:: Die Aufgabe ::
Aktualisiere im Auszug aus dem Agenturchef-Tagebuch den Abschnitt, der mit den Worten „Aus dem Tagebuch“ beginnt und mit „Geld. (Bild: Dall-E)“ endet, indem du „HAUPTGEWINN“ durch „HAUPTPREIS“ ersetzt. Gib den so geänderten Abschnitt wieder.

:: Textauszug ::
.....

Aus dem Tagebuch eines Agenturchefs (7): Das Medien-Interview

Wir blättern im Tagebuch von Andreas Haupt, Gründer, CEO und Zulangeschon-Chef der Agentur HAUPTGEWINN, der nach eigenen Angaben coolsten Agentur südlich des Polarkreises, der endlich lernt, warum Werber nicht werben. Zumindest nicht für sich selbst. Und gegen Geld. (Bild: Dall-E)
Wir blättern im Tagebuch von Andreas Haupt, Gründer, CEO und Zulangeschon-Chef der Agentur HAUPTGEWINN, der nach eigenen Angaben coolsten Agentur südlich des Polarkreises, der endlich lernt, warum Werber nicht werben. Zumindest nicht für sich selbst. Und gegen Geld.

.....

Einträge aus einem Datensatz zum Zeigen

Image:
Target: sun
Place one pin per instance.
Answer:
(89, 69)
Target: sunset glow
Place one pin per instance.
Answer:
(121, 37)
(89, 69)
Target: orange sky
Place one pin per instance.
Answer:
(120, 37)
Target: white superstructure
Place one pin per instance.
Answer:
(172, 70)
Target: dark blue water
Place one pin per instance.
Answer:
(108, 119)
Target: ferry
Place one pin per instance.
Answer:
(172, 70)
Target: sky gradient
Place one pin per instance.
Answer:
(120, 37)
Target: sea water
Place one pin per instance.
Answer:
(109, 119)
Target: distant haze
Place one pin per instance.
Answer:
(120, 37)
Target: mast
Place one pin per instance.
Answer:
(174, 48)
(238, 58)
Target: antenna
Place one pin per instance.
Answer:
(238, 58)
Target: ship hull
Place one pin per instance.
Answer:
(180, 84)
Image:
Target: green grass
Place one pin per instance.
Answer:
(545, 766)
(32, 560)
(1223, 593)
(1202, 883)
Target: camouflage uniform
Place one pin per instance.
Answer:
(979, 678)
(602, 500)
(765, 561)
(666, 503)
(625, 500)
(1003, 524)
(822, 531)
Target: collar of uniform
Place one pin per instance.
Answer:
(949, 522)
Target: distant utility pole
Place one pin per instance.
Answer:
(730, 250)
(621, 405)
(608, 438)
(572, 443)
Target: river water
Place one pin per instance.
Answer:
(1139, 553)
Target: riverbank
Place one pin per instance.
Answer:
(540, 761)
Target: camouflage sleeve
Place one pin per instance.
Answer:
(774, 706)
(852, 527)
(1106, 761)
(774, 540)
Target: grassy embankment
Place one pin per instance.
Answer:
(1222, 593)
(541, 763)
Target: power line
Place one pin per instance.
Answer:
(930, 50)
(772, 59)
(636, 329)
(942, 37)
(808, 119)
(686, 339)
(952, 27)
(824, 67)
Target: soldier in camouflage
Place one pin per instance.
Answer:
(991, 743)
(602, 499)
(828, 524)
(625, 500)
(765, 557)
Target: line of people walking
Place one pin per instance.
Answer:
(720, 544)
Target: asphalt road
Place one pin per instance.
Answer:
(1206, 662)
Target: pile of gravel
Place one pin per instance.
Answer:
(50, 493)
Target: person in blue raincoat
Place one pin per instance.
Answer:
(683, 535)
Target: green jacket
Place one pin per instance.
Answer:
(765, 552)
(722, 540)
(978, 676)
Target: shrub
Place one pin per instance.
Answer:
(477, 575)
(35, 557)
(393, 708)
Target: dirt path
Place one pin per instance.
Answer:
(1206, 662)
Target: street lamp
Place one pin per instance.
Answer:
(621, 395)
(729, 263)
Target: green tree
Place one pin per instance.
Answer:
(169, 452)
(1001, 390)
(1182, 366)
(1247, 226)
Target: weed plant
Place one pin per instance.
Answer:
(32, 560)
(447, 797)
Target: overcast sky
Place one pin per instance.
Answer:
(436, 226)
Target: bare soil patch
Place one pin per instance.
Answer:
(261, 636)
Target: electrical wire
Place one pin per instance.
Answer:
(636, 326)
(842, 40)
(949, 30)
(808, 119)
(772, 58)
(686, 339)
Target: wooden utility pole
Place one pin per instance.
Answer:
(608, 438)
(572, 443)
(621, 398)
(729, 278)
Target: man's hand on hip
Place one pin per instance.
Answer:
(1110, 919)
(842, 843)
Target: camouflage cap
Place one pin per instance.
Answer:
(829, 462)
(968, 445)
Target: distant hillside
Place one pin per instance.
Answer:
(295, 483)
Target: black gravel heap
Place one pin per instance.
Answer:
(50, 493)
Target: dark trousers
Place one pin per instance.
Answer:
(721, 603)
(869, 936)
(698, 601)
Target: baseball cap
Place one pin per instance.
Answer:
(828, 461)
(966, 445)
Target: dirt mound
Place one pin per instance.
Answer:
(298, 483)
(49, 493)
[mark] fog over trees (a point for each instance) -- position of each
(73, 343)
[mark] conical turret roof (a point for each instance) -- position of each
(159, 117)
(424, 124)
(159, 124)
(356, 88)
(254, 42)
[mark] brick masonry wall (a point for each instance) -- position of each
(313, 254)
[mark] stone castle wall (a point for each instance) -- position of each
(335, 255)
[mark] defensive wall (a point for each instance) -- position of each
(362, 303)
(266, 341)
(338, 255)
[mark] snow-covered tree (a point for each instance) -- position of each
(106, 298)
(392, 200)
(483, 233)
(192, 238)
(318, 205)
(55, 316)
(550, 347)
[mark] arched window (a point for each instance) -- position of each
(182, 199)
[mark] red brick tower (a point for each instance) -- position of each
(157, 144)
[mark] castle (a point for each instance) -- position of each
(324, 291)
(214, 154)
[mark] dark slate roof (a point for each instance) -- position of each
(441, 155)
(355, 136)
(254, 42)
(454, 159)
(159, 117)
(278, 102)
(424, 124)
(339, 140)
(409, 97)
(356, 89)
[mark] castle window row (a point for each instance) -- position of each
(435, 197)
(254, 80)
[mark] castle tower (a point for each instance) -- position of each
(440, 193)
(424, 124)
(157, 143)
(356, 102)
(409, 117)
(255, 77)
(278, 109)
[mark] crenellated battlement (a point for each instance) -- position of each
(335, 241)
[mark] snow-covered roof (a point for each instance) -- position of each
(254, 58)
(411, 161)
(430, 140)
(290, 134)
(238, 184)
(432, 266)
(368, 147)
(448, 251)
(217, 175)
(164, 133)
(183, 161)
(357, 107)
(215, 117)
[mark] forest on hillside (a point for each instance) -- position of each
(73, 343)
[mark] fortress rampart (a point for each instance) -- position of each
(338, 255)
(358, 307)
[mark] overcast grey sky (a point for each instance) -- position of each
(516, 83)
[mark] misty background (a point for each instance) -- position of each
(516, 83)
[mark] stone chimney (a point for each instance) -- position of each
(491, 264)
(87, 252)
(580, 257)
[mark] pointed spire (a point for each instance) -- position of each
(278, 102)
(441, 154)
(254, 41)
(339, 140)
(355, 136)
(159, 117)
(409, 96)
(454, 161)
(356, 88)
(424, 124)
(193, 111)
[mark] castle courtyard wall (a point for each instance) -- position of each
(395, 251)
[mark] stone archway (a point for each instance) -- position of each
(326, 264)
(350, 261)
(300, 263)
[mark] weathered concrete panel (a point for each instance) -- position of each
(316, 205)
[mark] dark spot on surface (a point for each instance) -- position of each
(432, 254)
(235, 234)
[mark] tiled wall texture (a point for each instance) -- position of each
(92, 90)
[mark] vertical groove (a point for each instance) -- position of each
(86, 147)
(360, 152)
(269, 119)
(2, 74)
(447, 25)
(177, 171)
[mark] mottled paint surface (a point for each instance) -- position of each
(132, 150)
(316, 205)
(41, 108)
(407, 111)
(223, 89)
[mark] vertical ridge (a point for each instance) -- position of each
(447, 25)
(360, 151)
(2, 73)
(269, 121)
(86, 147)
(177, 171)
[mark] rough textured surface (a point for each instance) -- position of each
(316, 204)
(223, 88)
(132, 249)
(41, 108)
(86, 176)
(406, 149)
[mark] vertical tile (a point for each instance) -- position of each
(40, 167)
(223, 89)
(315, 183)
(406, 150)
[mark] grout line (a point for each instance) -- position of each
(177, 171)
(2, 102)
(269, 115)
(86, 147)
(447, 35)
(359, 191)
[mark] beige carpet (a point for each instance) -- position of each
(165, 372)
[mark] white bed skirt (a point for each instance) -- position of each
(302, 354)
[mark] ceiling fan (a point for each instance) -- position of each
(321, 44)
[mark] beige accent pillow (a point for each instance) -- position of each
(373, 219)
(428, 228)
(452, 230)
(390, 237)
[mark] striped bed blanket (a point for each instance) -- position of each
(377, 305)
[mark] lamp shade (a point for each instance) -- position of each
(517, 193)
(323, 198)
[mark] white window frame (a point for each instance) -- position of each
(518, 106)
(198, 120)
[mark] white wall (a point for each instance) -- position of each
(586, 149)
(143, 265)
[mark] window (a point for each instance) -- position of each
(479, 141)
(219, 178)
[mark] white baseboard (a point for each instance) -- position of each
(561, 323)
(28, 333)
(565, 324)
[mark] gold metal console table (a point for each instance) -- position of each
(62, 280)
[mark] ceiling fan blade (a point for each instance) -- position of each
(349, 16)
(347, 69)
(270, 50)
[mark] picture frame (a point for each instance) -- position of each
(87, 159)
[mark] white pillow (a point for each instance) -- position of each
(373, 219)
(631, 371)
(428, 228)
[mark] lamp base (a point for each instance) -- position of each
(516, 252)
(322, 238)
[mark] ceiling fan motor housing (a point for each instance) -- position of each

.....

:: Ergebnis ::
Aus dem Tagebuch eines Agenturchefs (7): Das Medien-Interview

Wir blättern im Tagebuch von Andreas Haupt, Gründer, CEO und Zulangeschon-Chef der Agentur HAUPTPREIS, der nach eigenen Angaben coolsten Agentur südlich des Polarkreises, der endlich lernt, warum Werber nicht werben. Zumindest nicht für sich selbst. Und gegen Geld. (Bild: Dall-E)